__TASK ITEM__. Every entry, from first to last, must be written out exactly.

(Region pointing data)
<<<<

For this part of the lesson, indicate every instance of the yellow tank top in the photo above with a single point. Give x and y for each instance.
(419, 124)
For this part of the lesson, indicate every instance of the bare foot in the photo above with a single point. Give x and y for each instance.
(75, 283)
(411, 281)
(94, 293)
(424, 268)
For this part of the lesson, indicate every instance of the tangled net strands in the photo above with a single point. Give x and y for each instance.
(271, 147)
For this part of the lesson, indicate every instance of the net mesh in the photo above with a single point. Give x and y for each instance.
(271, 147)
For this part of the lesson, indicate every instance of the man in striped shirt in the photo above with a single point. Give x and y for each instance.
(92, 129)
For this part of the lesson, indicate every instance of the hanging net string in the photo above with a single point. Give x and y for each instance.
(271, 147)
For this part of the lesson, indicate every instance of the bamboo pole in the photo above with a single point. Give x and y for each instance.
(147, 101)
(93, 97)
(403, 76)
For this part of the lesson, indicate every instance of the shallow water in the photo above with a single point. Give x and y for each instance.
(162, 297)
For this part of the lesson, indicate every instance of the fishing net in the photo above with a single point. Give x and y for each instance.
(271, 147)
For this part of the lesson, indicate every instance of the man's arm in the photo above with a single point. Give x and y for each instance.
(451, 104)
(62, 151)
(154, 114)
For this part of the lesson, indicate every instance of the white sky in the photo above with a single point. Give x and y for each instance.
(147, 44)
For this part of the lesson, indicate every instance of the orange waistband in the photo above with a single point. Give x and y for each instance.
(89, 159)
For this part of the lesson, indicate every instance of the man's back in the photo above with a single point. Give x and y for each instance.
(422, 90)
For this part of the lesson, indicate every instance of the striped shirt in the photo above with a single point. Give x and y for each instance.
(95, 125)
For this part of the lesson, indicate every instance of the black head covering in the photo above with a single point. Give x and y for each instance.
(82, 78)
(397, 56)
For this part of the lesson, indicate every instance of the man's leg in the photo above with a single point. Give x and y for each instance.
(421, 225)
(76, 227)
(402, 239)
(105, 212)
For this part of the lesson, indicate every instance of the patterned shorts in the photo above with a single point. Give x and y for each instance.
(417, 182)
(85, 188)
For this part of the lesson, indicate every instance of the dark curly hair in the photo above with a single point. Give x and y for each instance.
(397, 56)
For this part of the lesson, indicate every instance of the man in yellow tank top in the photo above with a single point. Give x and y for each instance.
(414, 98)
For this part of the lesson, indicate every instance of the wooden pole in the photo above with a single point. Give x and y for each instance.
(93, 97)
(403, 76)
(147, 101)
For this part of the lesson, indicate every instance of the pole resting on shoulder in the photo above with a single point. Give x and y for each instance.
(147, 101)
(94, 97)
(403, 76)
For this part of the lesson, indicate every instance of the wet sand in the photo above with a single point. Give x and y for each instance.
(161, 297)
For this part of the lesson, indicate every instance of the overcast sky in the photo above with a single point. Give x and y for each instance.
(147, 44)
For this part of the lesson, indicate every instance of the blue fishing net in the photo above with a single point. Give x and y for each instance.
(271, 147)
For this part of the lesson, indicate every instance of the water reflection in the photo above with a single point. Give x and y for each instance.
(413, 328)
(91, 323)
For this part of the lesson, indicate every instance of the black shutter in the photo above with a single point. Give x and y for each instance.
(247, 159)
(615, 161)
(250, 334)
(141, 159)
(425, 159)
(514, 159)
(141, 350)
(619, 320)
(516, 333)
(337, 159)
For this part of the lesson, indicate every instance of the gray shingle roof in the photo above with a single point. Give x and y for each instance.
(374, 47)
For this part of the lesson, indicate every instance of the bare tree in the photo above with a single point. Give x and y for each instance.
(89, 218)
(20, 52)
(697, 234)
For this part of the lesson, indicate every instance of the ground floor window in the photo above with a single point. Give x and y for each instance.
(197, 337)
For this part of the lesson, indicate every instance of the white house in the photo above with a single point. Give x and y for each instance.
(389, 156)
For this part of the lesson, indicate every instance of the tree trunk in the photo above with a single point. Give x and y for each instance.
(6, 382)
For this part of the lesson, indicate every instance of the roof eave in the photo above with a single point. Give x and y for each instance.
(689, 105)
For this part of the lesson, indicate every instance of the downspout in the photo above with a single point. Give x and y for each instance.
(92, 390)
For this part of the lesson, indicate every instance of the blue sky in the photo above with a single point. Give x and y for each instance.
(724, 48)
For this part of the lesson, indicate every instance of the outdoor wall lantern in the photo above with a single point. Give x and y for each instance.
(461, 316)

>>>>

__RESPONSE BOX__.
For this part of the lesson, indicate every instance of the yellow tank top in the photo above with a single point. Give x and y for each instance.
(419, 124)
For this part of the lesson, indicate every instance of the bare foot in the photo above with a single point. Give x and y for each instance.
(75, 283)
(411, 281)
(94, 293)
(424, 268)
For this part of the lesson, indicate every instance of the tangled net strands in the photo above with a single point. Give x and y for each instance.
(271, 147)
For this part of the lesson, indicate every instance of the net mesh in the photo above with a single point. Give x and y for each instance.
(271, 147)
For this part of the lesson, indicate every instance of the man in striped shirt in the photo above with a single point. Give x and y for each instance.
(92, 129)
For this part of the lesson, indicate every instance of the hanging net string in the photo above with a single point. Give x and y for each instance.
(271, 147)
For this part of the lesson, indicate every instance of the bamboo pole in the photo above with a single point. Give x and y for each instance.
(147, 101)
(93, 97)
(403, 76)
For this part of the lesson, indicate every instance of the shallow water in the photo above with a single point. Give x and y for each instance.
(162, 297)
For this part of the lesson, indicate every instance of the fishing net in the photo above with a single point. Give x and y for each instance.
(271, 147)
For this part of the lesson, indicate every instance of the man's arm in the photo above with a single point. Give x and y for each instance.
(451, 104)
(62, 151)
(154, 114)
For this part of the lesson, indicate every instance of the white sky in the photo above with a single point. Give x and y for each instance.
(147, 44)
For this part of the lesson, indicate every instance of the orange waistband in the photo above with a single point. Give x and y for each instance.
(89, 159)
For this part of the lesson, indicate every instance of the man's back in the photo above with a single point. Give x and y for each instance.
(422, 90)
For this part of the lesson, indicate every instance of the striped shirt in the photo above with a single point. Give x and y for each instance.
(95, 125)
For this part of the lesson, indicate every instance of the black head covering in the photo above with a single point. Give x and y for each instance.
(82, 78)
(397, 56)
For this part of the lesson, indicate every instance of the man's leg in the photo above with a single point. Give x and y for each instance.
(421, 225)
(76, 227)
(402, 239)
(105, 212)
For this part of the lesson, indicate every instance of the patterned shorts in the photo above with a single point. Give x and y for each instance.
(417, 182)
(85, 188)
For this part of the lesson, indicate every instance of the dark curly hair in the photo above with a single point. Give x and y for each instance.
(397, 56)
For this part of the lesson, indicate every instance of the man in yellow tank top in the photo above with a single point. Give x and y for each instance.
(414, 98)
For this part of the lesson, indicate every instance of the wooden pole in the photo above with a single point. Give x and y for each instance.
(93, 97)
(403, 76)
(147, 101)
For this part of the lesson, indicate every instance of the pole resting on shoulder in the photo above with a single point. Give x and y for each instance.
(147, 101)
(94, 97)
(403, 76)
For this part of the lesson, indicate every instance of the wet sand in the photo above with a single point. Give x and y for each instance.
(161, 297)
For this part of the lesson, indicate every instance of the overcast sky in the photo above with a single point. Give x and y for each instance.
(147, 44)
For this part of the lesson, indicate every instance of the blue fishing net in the photo above with a single point. Give x and y for each instance.
(271, 147)
For this part of the lesson, indicate every instance of the water reflection in the photo above with a single point. Give x and y for each instance.
(413, 328)
(91, 323)
For this part of the lesson, indicate every instance of the black shutter in the photo above with a single point. Give x and y for each instance.
(247, 159)
(615, 161)
(250, 334)
(141, 159)
(425, 159)
(514, 159)
(141, 350)
(619, 320)
(516, 333)
(337, 159)
For this part of the lesson, indicate every instance of the gray shingle roof in the photo above with a single point. Give x and y for each instance.
(374, 47)
For this part of the lesson, indicate every instance of the bare tree in the photo above with a single point. Give x and y for each instance.
(89, 218)
(20, 52)
(697, 234)
For this part of the lesson, indicate every instance of the ground floor window in the photo above with a single point. Give x and y for each instance.
(197, 337)
For this part of the lesson, indicate every instance of the white house in the photo above with a single point. Give x and y for each instance.
(389, 156)
For this part of the lesson, indicate every instance of the tree trunk in the photo above with a single point. Give x and y for each instance.
(6, 382)
For this part of the lesson, indicate every instance of the roof eave in the photo above with a single point. Give x and y for each instance.
(689, 105)
For this part of the lesson, indicate every instance of the downspout in the photo above with a single point. Give x and y for each instance.
(92, 390)
For this part of the lesson, indicate every instance of the blue sky in the photo above with a single point. Give x and y for each instance.
(724, 48)
For this part of the lesson, indicate every instance of the outdoor wall lantern in the photo above with a single point. Give x and y for each instance.
(461, 316)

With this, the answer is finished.